▶ [WHAT TO PRODUCE] Could you restate the lines of the listing starting at the one containing "Question. The photo above holds the phone camera" and ending at the one containing "Question. The photo above holds the shrine", requests included, with each point coordinate in the answers scaled by 1.65 and rounded to a whole number, halves going up? Leave out the pictures.

* * *

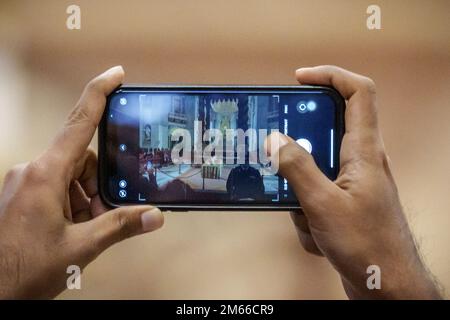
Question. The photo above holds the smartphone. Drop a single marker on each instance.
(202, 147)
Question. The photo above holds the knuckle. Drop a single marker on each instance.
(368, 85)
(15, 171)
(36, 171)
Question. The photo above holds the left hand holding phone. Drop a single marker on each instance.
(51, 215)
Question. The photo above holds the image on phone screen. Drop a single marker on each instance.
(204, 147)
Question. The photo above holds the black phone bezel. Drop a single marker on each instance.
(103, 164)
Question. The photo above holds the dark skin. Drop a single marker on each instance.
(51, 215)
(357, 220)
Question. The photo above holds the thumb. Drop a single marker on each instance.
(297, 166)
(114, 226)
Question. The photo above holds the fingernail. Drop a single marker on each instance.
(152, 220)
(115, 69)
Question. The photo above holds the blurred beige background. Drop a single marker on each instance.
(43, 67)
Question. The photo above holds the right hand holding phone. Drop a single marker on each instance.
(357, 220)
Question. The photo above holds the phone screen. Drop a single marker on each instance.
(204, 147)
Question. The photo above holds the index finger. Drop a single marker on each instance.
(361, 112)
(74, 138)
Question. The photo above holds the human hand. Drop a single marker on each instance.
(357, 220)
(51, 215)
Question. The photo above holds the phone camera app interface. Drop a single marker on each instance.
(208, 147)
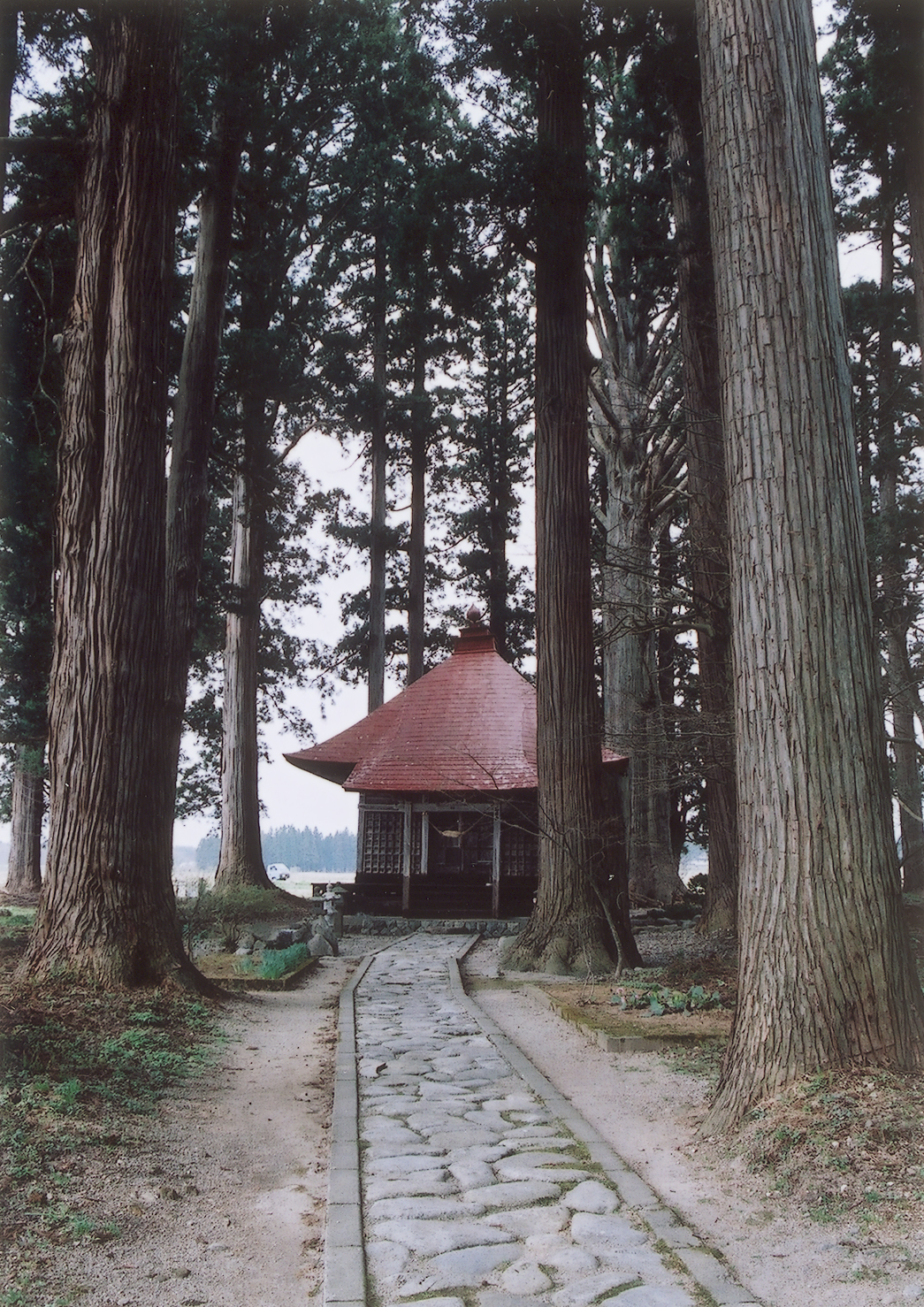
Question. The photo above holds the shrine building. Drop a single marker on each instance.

* * *

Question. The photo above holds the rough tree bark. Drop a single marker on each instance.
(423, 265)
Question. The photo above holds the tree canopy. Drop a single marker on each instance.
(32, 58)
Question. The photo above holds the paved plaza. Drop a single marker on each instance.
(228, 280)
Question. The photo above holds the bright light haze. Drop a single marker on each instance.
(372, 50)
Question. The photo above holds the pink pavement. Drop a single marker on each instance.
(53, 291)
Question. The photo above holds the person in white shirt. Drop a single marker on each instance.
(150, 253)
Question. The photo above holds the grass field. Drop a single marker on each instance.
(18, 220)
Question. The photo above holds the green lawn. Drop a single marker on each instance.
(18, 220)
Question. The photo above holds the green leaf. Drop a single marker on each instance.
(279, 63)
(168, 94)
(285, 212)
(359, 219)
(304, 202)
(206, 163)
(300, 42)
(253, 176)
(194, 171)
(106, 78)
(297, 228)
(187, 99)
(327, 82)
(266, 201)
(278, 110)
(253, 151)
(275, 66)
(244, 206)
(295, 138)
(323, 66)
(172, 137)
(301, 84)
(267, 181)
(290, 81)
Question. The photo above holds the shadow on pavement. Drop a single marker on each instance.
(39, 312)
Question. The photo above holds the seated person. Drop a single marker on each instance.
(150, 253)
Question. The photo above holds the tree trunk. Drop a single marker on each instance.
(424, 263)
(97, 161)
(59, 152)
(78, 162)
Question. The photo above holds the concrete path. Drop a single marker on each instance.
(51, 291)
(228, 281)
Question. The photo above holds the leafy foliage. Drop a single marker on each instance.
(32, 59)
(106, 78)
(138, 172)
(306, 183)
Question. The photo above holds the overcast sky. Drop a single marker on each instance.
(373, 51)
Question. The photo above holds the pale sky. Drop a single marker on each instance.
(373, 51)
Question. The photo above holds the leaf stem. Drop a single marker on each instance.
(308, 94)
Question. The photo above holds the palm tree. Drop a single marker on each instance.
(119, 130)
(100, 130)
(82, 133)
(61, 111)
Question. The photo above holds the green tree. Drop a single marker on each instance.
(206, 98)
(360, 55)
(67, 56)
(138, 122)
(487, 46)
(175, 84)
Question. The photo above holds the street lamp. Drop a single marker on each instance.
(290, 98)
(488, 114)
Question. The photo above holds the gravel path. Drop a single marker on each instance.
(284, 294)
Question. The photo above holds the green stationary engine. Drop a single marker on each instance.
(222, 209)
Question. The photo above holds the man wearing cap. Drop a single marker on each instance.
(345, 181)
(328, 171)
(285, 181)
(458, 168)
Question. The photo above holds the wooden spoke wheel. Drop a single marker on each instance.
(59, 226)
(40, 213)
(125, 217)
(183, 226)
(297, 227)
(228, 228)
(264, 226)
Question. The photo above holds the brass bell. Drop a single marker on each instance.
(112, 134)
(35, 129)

* * *

▶ [SOLVED EXERCISE]
Question. The photo above holds the phone camera app interface. Drop a single marker on each instance.
(343, 243)
Question. The photo above holds the shrine building. Drop a single marker on each instance.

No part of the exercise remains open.